TASK:
Print all of the entries below word for word, leaving out the pictures.

MATERIAL FOR THIS EXERCISE:
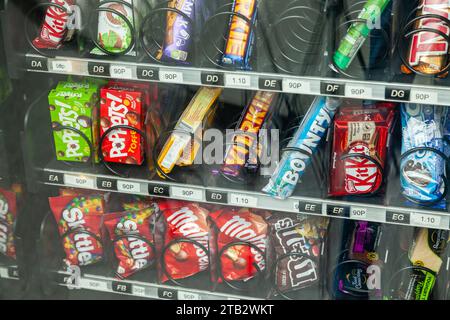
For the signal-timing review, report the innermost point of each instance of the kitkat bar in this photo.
(122, 105)
(365, 131)
(55, 27)
(8, 215)
(428, 51)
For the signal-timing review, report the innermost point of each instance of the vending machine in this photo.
(225, 149)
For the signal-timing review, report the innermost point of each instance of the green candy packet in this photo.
(74, 105)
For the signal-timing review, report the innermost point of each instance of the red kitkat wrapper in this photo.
(133, 242)
(79, 222)
(240, 262)
(8, 214)
(360, 130)
(122, 105)
(184, 221)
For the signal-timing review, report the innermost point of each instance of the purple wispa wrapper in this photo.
(179, 32)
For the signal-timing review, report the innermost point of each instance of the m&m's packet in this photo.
(79, 222)
(185, 243)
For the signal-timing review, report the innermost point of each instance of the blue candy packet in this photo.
(311, 131)
(422, 172)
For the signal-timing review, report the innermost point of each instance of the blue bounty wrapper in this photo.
(311, 131)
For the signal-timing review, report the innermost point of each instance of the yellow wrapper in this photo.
(179, 148)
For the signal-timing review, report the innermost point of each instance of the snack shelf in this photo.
(139, 289)
(257, 200)
(349, 88)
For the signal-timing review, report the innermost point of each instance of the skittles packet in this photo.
(131, 234)
(79, 222)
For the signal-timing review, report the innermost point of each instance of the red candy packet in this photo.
(79, 222)
(360, 130)
(182, 221)
(8, 213)
(132, 238)
(239, 262)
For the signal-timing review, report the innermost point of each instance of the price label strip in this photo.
(79, 181)
(62, 66)
(188, 193)
(128, 187)
(237, 80)
(121, 72)
(171, 76)
(425, 220)
(242, 200)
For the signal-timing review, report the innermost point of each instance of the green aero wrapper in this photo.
(114, 32)
(75, 108)
(358, 32)
(312, 129)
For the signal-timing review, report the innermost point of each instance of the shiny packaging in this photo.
(428, 51)
(422, 172)
(241, 36)
(245, 141)
(179, 31)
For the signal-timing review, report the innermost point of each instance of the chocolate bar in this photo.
(311, 131)
(245, 140)
(75, 108)
(179, 31)
(357, 33)
(362, 131)
(56, 24)
(238, 48)
(180, 149)
(428, 51)
(422, 172)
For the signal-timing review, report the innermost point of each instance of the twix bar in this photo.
(428, 50)
(245, 139)
(240, 35)
(179, 149)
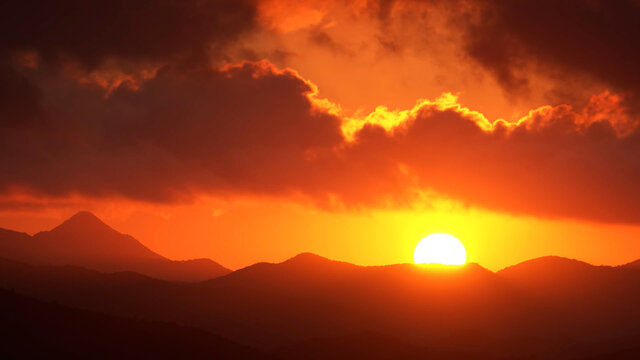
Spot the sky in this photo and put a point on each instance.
(249, 131)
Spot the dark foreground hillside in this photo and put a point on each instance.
(32, 329)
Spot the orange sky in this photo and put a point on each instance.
(556, 177)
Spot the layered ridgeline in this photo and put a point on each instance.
(315, 308)
(84, 240)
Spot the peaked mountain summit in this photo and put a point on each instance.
(84, 240)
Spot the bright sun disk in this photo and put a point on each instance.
(440, 249)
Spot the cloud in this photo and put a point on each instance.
(130, 108)
(596, 39)
(150, 31)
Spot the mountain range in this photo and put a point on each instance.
(84, 240)
(311, 307)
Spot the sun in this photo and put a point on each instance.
(440, 249)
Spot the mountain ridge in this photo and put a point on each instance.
(85, 240)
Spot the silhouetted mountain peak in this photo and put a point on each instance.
(547, 265)
(306, 257)
(633, 264)
(82, 223)
(307, 260)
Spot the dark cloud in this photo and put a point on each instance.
(595, 39)
(253, 129)
(243, 128)
(91, 32)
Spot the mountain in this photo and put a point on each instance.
(633, 265)
(36, 329)
(540, 308)
(84, 240)
(598, 299)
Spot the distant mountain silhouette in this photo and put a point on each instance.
(84, 240)
(633, 265)
(548, 307)
(34, 329)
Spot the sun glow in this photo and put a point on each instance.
(440, 249)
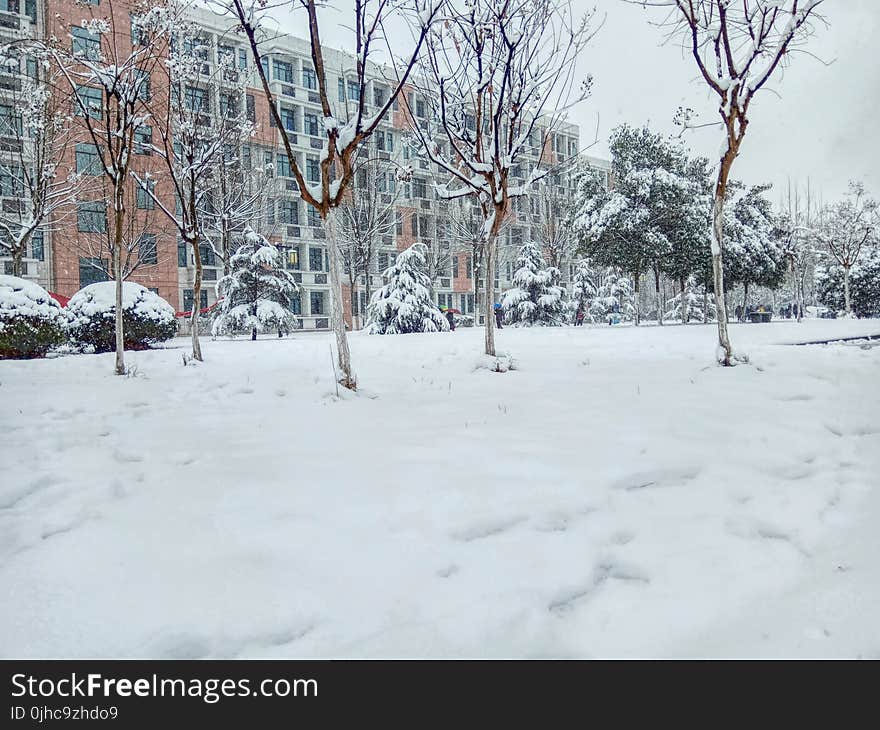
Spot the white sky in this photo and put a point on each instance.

FINAL RESULT:
For the signal-timing review, report the innermost point of each instance of the kitkat bar in this photo.
(122, 105)
(365, 131)
(55, 27)
(8, 215)
(428, 51)
For the signal-timing review, report the innermost point of each instance of the vending machine in this photo.
(225, 149)
For the signal-timing review, report the innermost point of each instance of the green candy packet in this photo.
(74, 105)
For the signal-timing review, report the innermost point of each instance of the red kitkat wrapper in this photo.
(133, 242)
(79, 222)
(240, 262)
(8, 214)
(360, 130)
(122, 105)
(184, 221)
For the signal-timing review, report the innermost point of each instance of the purple wispa wrapper in this photo.
(179, 32)
For the signal-timing review, report the innermost point of each instance of the m&m's packet in this photo.
(79, 222)
(185, 243)
For the signal-timing review, report the innermost point of each instance of the blue candy packet in this photo.
(311, 131)
(422, 172)
For the signal-timing review, report the innermost point of each instance of the blue bounty wrapper in this photo.
(311, 131)
For the signal-timing review, report the innermost point of each instance of the yellow wrapper in this photo.
(179, 148)
For the signal-timing review, report the innermost point of each instance of the snack shelf in this photo.
(139, 289)
(257, 200)
(349, 88)
For the signal-timing review, report the innermost point of each instance of the skittles packet in this photo.
(131, 234)
(79, 222)
For the signal-timing review, report the innermost point of each instance of the red candy packet in this photo.
(79, 222)
(360, 130)
(182, 221)
(8, 213)
(132, 238)
(239, 262)
For the signal-timing review, report the innermost point of each instance of the price label strip in this photo.
(79, 181)
(62, 66)
(188, 193)
(128, 187)
(237, 80)
(121, 72)
(171, 76)
(425, 220)
(242, 200)
For the signal-timing review, report the innermost point of each instance of the green aero wrapper in this photo.
(114, 32)
(75, 108)
(358, 32)
(312, 129)
For the signal-timing review, report the innermost point of each instance of the shiny packaging in this photo.
(428, 51)
(422, 172)
(241, 36)
(245, 141)
(179, 31)
For the signal-timing review, report the innermost point of each instance of the chocolate bar in this photo.
(311, 131)
(245, 140)
(75, 108)
(179, 31)
(357, 33)
(362, 131)
(56, 24)
(238, 48)
(180, 149)
(428, 51)
(422, 172)
For the signal-timing review, report the innermost point of each instance of the twix bar in this photo.
(428, 50)
(245, 139)
(240, 35)
(179, 149)
Spot the sky in this photo and put a point on each instance.
(249, 131)
Spot the dark foreground hillside in this photo and put a point on each instance.
(32, 329)
Spot the orange sky in this photo and put a point on each instance.
(556, 177)
Spot the layered ridgeline in this photo and put a point on each instance.
(315, 308)
(84, 240)
Spot the peaked mountain summit in this photo and put a point on each instance.
(84, 240)
Spot the bright sun disk in this photo and put a point on each instance.
(440, 249)
Spot the cloud in this photo and put a point on each instance.
(130, 108)
(596, 39)
(150, 31)
Spot the mountain range in this photo and put a point on each instance.
(84, 240)
(311, 307)
Spot the sun in this photo and put a point on each instance.
(440, 249)
Spot the mountain ridge in this photo and put a point on each instance.
(85, 240)
Spot the silhouetted mountain peak in this photo and put a point on each instance.
(547, 265)
(306, 257)
(633, 264)
(82, 223)
(307, 260)
Spot the dark cloud in this photo and put a point on each instance.
(595, 39)
(253, 129)
(243, 128)
(91, 32)
Spot the mountain in this photo and put a point on each instance.
(633, 265)
(36, 329)
(540, 308)
(84, 240)
(598, 299)
Spot the distant mountain silhouette in this photo and put a point on each instance.
(84, 240)
(633, 265)
(548, 307)
(34, 329)
Spot the sun glow in this photo and put a point on each instance.
(440, 249)
Spot the white sky in this photo and put a point on each instance.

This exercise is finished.